_DIRECTION_: Copy out the lines of the material that begin with the line containing "the nose, once" and run through the end of the material, switching "pointer" to "marker" and leaving everything else unchanged.

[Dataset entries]

◆ ◆ ◆ ◆ ◆ ◆ ◆

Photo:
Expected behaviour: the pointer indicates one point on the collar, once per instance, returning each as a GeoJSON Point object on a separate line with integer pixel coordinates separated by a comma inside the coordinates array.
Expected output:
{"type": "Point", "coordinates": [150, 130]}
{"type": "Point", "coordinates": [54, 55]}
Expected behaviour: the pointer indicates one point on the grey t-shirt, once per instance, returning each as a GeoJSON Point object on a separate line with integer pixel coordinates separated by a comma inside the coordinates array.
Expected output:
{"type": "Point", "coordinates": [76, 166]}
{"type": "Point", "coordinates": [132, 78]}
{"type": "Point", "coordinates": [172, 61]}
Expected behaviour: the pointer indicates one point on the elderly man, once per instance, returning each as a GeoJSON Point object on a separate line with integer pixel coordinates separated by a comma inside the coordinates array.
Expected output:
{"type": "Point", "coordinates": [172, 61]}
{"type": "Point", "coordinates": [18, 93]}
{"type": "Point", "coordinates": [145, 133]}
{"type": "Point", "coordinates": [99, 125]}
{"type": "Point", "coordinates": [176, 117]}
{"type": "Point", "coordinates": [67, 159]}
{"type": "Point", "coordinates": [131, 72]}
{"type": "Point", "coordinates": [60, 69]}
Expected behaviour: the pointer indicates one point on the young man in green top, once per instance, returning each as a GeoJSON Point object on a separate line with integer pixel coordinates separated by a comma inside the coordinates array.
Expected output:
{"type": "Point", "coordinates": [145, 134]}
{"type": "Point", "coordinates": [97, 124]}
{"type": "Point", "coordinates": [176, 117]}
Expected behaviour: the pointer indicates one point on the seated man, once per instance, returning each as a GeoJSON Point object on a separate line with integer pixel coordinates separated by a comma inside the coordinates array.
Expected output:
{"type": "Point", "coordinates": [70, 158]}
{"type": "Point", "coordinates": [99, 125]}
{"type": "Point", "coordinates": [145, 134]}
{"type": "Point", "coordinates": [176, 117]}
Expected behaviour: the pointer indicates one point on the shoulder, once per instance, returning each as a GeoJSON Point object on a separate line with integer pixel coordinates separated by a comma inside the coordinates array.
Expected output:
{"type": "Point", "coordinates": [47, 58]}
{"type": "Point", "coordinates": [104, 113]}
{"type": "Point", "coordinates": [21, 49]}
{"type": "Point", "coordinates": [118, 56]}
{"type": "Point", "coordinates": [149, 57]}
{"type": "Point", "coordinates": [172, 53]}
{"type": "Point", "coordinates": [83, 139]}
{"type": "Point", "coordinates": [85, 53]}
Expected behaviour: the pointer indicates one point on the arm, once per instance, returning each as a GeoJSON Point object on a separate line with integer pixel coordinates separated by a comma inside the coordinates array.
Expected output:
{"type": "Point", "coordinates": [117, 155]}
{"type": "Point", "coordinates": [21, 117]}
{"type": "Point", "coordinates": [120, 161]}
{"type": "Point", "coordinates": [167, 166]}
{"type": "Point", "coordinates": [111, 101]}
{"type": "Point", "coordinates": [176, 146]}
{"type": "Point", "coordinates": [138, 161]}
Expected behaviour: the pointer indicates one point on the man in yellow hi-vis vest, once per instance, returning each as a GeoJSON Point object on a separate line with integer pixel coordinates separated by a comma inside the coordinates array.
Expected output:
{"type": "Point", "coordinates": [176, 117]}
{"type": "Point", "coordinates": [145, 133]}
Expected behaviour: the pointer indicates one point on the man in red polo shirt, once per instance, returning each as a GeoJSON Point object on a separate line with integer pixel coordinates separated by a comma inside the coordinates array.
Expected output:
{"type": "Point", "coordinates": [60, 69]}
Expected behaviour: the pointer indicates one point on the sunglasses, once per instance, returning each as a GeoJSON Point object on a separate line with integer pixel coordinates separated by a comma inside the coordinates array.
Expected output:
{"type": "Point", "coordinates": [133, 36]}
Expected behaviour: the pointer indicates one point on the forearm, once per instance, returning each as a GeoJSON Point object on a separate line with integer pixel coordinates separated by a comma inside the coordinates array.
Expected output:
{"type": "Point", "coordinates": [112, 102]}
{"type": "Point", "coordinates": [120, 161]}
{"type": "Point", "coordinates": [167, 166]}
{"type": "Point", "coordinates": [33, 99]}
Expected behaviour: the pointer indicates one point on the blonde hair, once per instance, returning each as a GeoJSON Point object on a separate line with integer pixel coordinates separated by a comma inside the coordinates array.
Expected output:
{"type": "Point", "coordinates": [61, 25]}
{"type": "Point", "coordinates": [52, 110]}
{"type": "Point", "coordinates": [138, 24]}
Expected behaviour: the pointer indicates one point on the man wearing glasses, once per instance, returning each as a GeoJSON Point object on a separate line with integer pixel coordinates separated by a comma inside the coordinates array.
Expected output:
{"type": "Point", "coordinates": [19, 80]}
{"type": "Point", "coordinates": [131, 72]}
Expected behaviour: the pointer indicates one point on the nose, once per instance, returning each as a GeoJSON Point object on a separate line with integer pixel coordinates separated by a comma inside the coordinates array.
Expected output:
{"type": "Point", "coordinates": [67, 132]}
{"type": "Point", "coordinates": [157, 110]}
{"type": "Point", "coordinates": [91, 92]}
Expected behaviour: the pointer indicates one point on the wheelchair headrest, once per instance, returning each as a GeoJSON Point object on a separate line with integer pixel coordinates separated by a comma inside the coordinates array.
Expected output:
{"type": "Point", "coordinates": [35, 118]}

◆ ◆ ◆ ◆ ◆ ◆ ◆

_EXPECTED ANSWER_:
Expected behaviour: the marker indicates one point on the nose, once per instance, returning each as a GeoJSON Point object on a separate line with integer pixel coordinates separated by a comma inside the coordinates array.
Expected output:
{"type": "Point", "coordinates": [67, 132]}
{"type": "Point", "coordinates": [157, 110]}
{"type": "Point", "coordinates": [91, 92]}
Expected behaviour: the marker indicates one point on the wheelchair headrest, once per instance, returning each as a GeoJSON Point object on a separate line with integer pixel coordinates separated by a comma inside the coordinates array.
Expected output:
{"type": "Point", "coordinates": [35, 118]}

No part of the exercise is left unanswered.